§ **TASK STATEMENT**:
Any picture in the data below should be skipped, while every line is repeated exactly.

══════

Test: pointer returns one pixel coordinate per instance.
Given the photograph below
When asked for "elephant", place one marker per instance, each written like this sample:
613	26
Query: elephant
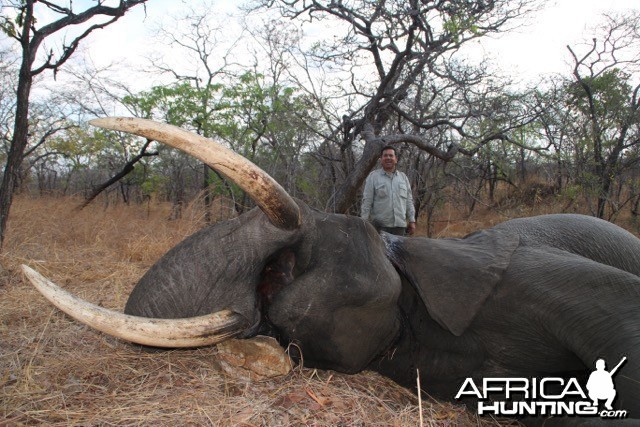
530	298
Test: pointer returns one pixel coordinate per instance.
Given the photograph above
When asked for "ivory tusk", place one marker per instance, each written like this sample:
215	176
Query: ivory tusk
275	202
188	332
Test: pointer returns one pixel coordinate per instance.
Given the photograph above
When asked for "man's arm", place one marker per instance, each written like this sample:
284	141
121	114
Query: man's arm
367	199
410	209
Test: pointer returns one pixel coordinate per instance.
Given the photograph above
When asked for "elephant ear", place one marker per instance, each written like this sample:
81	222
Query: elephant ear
454	277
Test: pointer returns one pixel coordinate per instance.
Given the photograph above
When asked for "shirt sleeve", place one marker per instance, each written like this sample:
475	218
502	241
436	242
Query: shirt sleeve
367	199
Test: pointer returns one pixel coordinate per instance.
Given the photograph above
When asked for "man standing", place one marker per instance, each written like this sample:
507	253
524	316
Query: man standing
387	200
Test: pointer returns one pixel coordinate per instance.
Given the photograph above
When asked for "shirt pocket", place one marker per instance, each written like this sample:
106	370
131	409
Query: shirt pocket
381	191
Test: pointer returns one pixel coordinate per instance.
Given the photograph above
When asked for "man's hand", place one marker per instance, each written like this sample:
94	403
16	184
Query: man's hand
411	228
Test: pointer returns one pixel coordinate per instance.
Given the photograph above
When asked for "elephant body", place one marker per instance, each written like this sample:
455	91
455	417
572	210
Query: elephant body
568	295
532	297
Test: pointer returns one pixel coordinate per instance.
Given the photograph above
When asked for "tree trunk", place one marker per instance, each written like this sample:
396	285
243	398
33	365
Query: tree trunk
20	130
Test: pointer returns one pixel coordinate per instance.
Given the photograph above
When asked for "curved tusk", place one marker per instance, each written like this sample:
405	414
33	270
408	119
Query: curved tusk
173	333
280	208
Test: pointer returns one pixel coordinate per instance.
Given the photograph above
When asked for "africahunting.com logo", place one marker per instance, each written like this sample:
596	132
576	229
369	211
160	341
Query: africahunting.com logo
547	396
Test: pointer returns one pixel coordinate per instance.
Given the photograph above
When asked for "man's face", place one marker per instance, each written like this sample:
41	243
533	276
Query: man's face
389	160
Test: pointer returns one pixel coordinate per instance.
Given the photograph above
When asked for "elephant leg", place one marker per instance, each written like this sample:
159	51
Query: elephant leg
589	309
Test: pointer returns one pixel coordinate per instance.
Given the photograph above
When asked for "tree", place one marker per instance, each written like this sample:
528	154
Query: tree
606	105
27	30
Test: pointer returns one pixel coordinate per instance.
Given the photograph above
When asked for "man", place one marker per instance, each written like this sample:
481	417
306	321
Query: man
387	200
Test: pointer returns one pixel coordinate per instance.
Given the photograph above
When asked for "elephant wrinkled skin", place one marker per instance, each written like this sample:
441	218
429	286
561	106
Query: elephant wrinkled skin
532	297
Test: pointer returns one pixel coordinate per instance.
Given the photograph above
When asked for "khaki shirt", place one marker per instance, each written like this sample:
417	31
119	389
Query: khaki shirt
387	200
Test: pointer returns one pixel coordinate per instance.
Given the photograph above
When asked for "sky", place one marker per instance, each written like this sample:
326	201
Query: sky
541	46
526	53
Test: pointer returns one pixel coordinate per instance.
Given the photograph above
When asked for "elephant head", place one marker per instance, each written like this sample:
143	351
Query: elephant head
320	280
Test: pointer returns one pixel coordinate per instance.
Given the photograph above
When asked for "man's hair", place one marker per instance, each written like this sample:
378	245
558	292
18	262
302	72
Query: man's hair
388	147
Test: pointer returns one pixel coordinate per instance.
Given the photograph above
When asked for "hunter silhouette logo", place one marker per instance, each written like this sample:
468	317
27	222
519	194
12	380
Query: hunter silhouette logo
600	383
547	396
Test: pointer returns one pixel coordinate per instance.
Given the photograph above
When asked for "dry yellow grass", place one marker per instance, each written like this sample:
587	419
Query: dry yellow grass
56	371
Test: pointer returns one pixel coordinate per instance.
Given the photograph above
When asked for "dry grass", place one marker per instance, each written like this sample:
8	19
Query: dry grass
56	371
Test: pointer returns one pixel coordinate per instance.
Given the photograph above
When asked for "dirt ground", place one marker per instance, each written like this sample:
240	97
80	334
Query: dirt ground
56	371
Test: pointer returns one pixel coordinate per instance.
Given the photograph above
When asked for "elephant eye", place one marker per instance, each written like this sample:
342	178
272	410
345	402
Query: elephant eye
277	273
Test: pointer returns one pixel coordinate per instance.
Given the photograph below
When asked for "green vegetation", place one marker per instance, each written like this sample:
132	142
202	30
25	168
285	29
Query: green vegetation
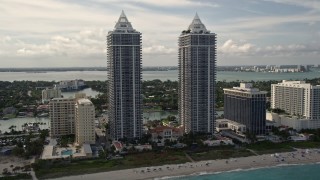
32	146
17	176
267	147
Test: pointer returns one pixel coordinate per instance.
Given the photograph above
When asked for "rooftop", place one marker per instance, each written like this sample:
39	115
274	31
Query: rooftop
123	24
84	101
197	26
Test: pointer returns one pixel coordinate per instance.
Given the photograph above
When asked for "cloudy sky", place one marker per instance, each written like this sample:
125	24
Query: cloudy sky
66	33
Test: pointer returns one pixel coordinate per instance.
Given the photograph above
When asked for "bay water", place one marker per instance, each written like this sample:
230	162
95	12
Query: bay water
151	75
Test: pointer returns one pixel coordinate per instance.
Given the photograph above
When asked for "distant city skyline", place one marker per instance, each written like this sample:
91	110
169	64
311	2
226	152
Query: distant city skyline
54	33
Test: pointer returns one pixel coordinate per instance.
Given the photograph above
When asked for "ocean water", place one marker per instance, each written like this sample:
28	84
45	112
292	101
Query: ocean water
283	172
151	75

══════

§ **ANSWER TO THIS TASK**:
Test: pointer returns one pixel coordinate per instance.
Given the photograph below
When asked for "elephant", place one marker per instance, each written like this sample:
613	26
Query: elephant
530	298
Test: pointer returns one pixel coordinate per instance.
Given the photograph above
When asked for "ivory tusk", place one marker per instance, each written like this sample:
215	176
Query: ivory tusk
275	202
188	332
Test: pointer returns one pixel coordinate per instance.
Given the photograph above
When asked for "man's arm", place one marker per instance, each written like this sample:
284	141
121	114
Query: man's arm
367	199
410	209
Test: pointer returns one pixel coordinate per instance.
Given the photograph above
When asked for "elephant ear", place one marker per instance, each written like this sample:
81	222
Query: elephant ear
454	277
Test: pointer returns one pixel coordinate per instance.
Given the photograph above
When asked for "shirt sleeve", place one marker per instance, each written like this sample:
475	218
502	241
436	242
Query: shirt sleeve
367	199
Test: pointer returns one pixel coordinate per instance.
Given the photograph above
When asked for "man standing", place one marker per instance, each written like this sample:
507	253
524	316
Query: man standing
387	200
Test: pointer returns one pixel coordinate per instance.
Given the photograph above
When asked for "shirt pocket", place one marker per instance, each written like this sample:
106	370
131	409
Query: shirt pocket
381	191
Test: pointer returns one pixel coordinate per instance.
Given the photograph above
When asked for "man's hand", place one marker per instance, each written like this sample:
94	403
16	184
Query: man's hand
411	228
Test: pointer returns one pixel coordinate per instance.
Given the photograph above
When asked for "elephant body", place one marker per instance, each written like this sample:
455	91
455	417
572	210
Query: elephant body
568	295
532	297
Test: pointer returns one pixel coordinate per instance.
Given the photograph above
When asked for "tree trunk", place one marker per instance, each written like this sample:
396	285
243	398
33	365
Query: tree trunk
20	130
Test: pointer returns one pixel coordinate per instance.
Given the photograph above
When asked for "curved tusk", place one marker per instance, each written like this sample:
405	414
33	270
408	119
Query: curved tusk
173	333
280	208
Test: pointer returns one pixel coordinate per instance.
Given the photograph above
When asked for "africahunting.com logo", place one marker per instance, each written like this sample:
596	132
576	229
369	211
160	341
Query: africahunting.com logo
547	396
Test: pointer returns one pixel coordinate per instance.
Given the photograph above
When asked for "man's face", place one marker per instance, each written like this sample:
41	243
533	276
Query: man's face
389	160
Test: pointer returns one pixel coordinate per instance.
Given the photograph above
When asked for "elephant leg", place one marker per instance, each written like this sample:
159	51
Query: elephant leg
589	309
Test: pointer returns one pixel coordinate per instance.
Given the photograph above
When asked for "tree", place one marker per instance, each written like this sample:
528	154
Query: tree
606	105
27	30
Test: pointer returns one pixel coordinate per instance.
Given the photograph above
When asked for "man", place one marker per instance, each written like this sample:
481	417
306	321
Query: man
387	200
Test: pointer returns one pixel coordinate per instance.
Given the photograph above
When asked for "elephant wrinkled skin", place one marker per instance, each written like this sample:
441	218
429	286
561	106
Query: elephant wrinkled skin
532	297
Test: pointer returns one pixel coordinate per instance.
Given the photograph above
When asked for "khaki shirt", place one marker per instance, each written like this sample:
417	31
119	389
Query: khaki shirt
387	200
Test: pointer returns one pixel coordinate per instance.
Given the photograph above
When asked for "sky", place one marker per instance, each written like this sample:
326	201
Query: sky
541	46
526	53
Test: pointer returns one pixel coordinate per instance.
Given the photograph above
When asked for "elephant head", place one marker per instance, each written like this sample:
143	351
Query: elephant head
320	280
Test: pointer returns one pixel coordinate per instance.
Given the photograph above
When asked for "man's hair", place one marker per instance, each written like this sample:
378	245
558	292
18	262
302	72
Query: man's hair
388	147
Test: pointer returns one pixel coordinate per instance.
Given the photograph above
When asked for "hunter silhouette logo", place one marker per instance, each written like this sample:
468	317
27	222
519	194
12	380
Query: hunter silhouette logo
600	383
547	396
Test: pointer returns one pixel coordinate per instance.
Given the photograph above
When asked for "dry yellow grass", place one marker per instance, each written like this sample:
587	419
Query: dry yellow grass
56	371
Test: pointer returns one pixel coordinate per instance.
Given the photograph above
When asked for "dry grass", place one marker per instance, each written like this sample:
8	19
Query: dry grass
56	371
Test: pointer returns one pixel coordinate per instance.
Given the photograph above
When asked for "dirt ground", place one marker per instance, each written like this sample:
240	97
80	334
Query: dirt ground
56	371
Test: pointer returns one pixel coordinate per instance.
Given the photograph above
When asked for "elephant eye", place one marker per instance, each written like this sample:
342	178
272	410
345	402
Query: elephant eye
277	273
Test: pointer returns one pixel coordinate per instance.
Given the photograph below
When asked for "green vegetation", place one marker per instance, each written like this sample:
132	142
202	30
25	168
285	29
Query: green vegetation
32	146
17	176
267	147
Test: pointer returns one pixel coordinate per instance.
Given the photograph above
When asked for "rooftop", place one marker per instance, each written like this sample:
39	115
274	31
Query: rooftop
123	24
84	101
197	26
Test: pointer returns one pixel coordinate per instance.
Given the photograph above
When asked for "cloudy sky", place one marker per instance, each written like this sample:
125	24
Query: cloudy sky
66	33
Test: pointer returns one pixel coordinate per instance.
Given the photograph above
When asked for "bay water", place one marker per instance, each written like this sample:
230	162
95	12
Query: bay water
151	75
Test: pointer returns one pixel coordinate per instance.
Given the photograph above
When asked for "distant city skyline", place one marker per instance, each written like this sample:
91	110
169	64
311	2
226	152
Query: distant city skyline
54	33
Test: pointer returns one pixel coordinate per instance.
Given the photograph above
When asked for "ocean water", place one marker per instance, each written like this sample:
28	84
45	112
292	101
Query: ocean water
283	172
151	75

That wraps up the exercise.